— start Excerpt provided —

The opinion of the court was delivered by: GREENE
Under the terms of the decree,
the Regional Companies are prohibited from providing "information services." AT&T, 552 F. Supp. at 227. An information service is defined as "the offering of a capability for generating, acquiring, storing, transforming, processing, retrieving, utilizing or making available information which may be conveyed via telecommunications." Id. at 229. On September 10, 1987, the Court stated that it was prepared to exempt from the information services restriction the transmission of information generated by others, and it invited the parties and intervenors to submit proposed orders and memoranda detailing with particularity the necessary ingredients of an information transmission system. United States v. Western Electric Co., Inc., 673 F. Supp. 525, 597 (D.D.C. 1987) (hereinafter referred to as "Opinion, 673 F. Supp."). A total of some 59 organizations and individuals have filed comments, a number of them several documents (including responses, replies, and the like).
As the Court has had occasion to indicate before, unlike the interexchange and manufacturing issues, which are largely open and shut, the information services questions are closer and more debatable. After carefully considering the matter once again, the Court, for the reasons elaborated on below, has made the following decisions, based upon competitive considerations and upon issues of public policy relating to the economic and social benefits that may be derived from a substantial expansion of information services.

— end Excerpt provided —
— start Recorded data —

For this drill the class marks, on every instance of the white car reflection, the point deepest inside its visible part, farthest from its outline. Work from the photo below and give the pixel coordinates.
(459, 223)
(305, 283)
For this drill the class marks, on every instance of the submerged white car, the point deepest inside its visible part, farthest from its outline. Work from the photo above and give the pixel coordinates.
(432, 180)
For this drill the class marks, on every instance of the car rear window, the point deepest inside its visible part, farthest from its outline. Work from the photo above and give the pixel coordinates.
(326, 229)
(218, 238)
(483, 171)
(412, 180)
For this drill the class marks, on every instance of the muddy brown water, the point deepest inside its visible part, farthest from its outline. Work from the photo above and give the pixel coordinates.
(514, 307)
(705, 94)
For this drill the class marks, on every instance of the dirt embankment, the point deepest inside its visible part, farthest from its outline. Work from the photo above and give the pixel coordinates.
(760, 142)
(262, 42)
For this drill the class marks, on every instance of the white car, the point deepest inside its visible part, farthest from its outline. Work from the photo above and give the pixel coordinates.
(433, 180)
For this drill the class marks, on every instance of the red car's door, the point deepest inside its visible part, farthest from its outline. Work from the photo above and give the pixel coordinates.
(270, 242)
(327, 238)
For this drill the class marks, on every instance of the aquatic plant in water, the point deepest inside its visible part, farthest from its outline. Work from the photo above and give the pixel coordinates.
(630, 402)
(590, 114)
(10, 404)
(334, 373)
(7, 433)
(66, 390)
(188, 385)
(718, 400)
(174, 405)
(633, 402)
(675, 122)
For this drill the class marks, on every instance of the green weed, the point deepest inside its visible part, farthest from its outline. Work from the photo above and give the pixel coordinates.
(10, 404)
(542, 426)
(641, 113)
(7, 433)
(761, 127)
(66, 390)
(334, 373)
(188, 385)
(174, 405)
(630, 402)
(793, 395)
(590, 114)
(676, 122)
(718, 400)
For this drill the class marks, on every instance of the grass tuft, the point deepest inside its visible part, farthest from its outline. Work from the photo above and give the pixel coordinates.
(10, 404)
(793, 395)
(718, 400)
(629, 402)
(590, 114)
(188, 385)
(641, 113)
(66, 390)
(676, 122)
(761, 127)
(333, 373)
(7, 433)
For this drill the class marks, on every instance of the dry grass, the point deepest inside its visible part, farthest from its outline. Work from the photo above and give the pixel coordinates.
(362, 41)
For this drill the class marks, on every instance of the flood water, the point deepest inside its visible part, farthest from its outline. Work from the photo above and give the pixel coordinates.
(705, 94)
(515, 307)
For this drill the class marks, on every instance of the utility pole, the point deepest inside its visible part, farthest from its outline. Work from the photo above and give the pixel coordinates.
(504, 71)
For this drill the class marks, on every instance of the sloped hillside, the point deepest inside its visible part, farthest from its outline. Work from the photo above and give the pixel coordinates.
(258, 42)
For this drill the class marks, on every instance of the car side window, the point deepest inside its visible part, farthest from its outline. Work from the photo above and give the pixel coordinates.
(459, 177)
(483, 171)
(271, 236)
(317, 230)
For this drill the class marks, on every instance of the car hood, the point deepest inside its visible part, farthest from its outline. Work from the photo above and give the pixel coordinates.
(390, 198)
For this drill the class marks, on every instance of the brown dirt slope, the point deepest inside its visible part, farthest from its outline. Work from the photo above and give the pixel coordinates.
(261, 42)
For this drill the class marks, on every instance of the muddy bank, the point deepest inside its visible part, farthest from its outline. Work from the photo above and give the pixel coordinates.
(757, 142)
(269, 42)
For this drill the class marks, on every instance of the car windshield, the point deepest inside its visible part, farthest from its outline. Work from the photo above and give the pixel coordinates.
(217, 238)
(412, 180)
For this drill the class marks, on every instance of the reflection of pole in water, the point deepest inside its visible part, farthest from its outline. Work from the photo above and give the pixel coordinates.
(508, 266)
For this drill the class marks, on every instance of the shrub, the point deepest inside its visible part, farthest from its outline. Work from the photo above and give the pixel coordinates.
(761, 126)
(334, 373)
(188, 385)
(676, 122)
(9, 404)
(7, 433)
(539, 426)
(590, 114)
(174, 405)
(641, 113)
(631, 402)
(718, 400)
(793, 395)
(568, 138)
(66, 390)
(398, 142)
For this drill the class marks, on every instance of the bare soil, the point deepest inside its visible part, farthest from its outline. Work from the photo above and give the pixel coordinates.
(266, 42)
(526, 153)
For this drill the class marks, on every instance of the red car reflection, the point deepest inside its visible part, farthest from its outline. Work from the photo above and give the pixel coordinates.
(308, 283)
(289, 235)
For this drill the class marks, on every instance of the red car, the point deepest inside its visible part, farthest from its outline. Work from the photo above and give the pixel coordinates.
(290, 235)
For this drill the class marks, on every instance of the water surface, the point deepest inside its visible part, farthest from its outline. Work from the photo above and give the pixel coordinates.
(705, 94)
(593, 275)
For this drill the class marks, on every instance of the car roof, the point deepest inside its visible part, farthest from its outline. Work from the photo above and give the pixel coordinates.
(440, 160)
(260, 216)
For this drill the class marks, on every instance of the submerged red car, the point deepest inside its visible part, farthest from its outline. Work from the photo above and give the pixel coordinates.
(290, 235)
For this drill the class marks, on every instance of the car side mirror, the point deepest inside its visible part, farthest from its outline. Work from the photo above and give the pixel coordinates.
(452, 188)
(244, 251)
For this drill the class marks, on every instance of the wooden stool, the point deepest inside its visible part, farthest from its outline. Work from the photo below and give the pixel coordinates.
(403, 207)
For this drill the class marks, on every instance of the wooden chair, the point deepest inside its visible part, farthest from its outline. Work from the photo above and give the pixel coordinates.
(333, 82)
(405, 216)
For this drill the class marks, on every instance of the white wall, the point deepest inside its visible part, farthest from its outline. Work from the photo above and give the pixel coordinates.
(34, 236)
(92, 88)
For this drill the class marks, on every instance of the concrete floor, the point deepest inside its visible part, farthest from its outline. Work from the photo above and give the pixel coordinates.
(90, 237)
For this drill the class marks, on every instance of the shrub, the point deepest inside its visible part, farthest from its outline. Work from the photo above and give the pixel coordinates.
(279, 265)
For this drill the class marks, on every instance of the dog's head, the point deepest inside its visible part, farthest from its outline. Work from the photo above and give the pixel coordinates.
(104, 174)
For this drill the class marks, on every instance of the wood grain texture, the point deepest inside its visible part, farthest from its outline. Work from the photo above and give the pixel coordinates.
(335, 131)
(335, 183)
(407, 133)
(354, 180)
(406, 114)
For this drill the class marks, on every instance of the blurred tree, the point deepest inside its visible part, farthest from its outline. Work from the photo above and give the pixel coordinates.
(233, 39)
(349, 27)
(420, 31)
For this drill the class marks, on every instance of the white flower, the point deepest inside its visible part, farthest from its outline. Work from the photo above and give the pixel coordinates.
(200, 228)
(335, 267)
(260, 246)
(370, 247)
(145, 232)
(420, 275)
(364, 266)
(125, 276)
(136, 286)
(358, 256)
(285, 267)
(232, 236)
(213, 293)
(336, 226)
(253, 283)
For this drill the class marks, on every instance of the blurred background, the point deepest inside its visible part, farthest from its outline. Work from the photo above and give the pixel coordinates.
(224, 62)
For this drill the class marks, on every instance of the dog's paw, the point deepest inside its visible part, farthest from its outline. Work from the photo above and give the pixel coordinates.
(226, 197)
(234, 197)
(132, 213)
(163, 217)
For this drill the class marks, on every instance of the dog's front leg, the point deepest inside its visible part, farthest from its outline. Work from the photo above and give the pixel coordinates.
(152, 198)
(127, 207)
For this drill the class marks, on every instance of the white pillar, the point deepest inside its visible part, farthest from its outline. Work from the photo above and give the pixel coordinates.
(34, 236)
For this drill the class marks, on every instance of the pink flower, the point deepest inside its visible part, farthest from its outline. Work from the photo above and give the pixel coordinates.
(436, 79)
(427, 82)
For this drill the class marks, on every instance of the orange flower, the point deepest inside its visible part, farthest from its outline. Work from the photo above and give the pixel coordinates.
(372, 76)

— end Recorded data —

▶ Directions:
1. Decide whether each statement below agrees with the court opinion on information services. Answer yes or no for each, and quote the deciding words of the opinion.
(a) On September 10, 1987, the Court said it was prepared to exempt the transmission of information generated by others from the information services restriction.
(b) The Court describes the information services questions as more clear-cut than the interexchange and manufacturing issues.
(c) Fewer than 50 organizations and individuals filed comments.
2. Quote the court opinion on information services word for word, everything from "As the Court" down to "of information services.".
3. Extend the court opinion on information services from the point where it stops.

▶ Answers to the exercises:
1.
(a) Yes: "On September 10, 1987, the Court stated that it was prepared to exempt from the information services restriction the transmission of information generated by others"
(b) No: "unlike the interexchange and manufacturing issues, which are largely open and shut, the information services questions are closer and more debatable"
(c) No: "A total of some 59 organizations and individuals have filed comments"

2.
As the Court has had occasion to indicate before, unlike the interexchange and manufacturing issues, which are largely open and shut, the information services questions are closer and more debatable. After carefully considering the matter once again, the Court, for the reasons elaborated on below, has made the following decisions, based upon competitive considerations and upon issues of public policy relating to the economic and social benefits that may be derived from a substantial expansion of information services.

3.
First, the Regional Companies will be permitted to engage in the transmission of information, but the generation of information content, one of the core ingredients of the decree growing out of the AT&T case, will continue to be prohibited. Second, for the present, the transmission system to be used will be that delineated in the Court's September 10, 1987 Opinion; however, the Regional Companies may freely develop and use differing applications of that system. Third, the Regional Companies will be allowed to employ alternative transmission systems as and when they are able to propose methodology that will in practice preserve the content-transmission dichotomy. Fourth, the Regional Companies will be permitted to enter the voice storage and retrieval markets.
In brief, the Court's decision combines the grant of wide flexibility to the Regional Companies with respect to transmission systems and voice storage applications, with a continued prohibition on the generation and manipulation of information content. It is the Court's expectation that this easing of the information services restriction will avoid anticompetitive effects, and that it will at the same time bring this nation closer to the enjoyment of the full benefits of the information age.
Need for Retention of the Restriction on the Provision of Information Content
In the consideration of the papers filed with the Court, it is useful, first of all, to consider, most broadly (1) what it is that the Regional Companies must continue to be prohibited from doing and why, and (2) what segment of the information services market may now be opened to them.
The comments from several Regional Companies indicate that they may not have adequately understood the reasons for the line of business restrictions in the decree. Arguments are advanced again and again that, if only the companies were allowed to enter the markets forbidden to them under the decree, they would be able to innovate unlike independent corporations in the same markets, and that they would be able to improve America's foreign trade position, competing vigorously and effectively with foreign manufacturers and other providers. There are two major reasons why these recurring arguments are not well taken.
At the most elementary level, the Regional Company contentions are irrelevant: the decree provides in so many words that the restrictions
"shall not be removed unless any particular Regional Company makes a showing . . .. that there is no substantial possibility that it could use its monopoly power to impede competition in the market it seeks to enter." Section VIII(C) of the decree.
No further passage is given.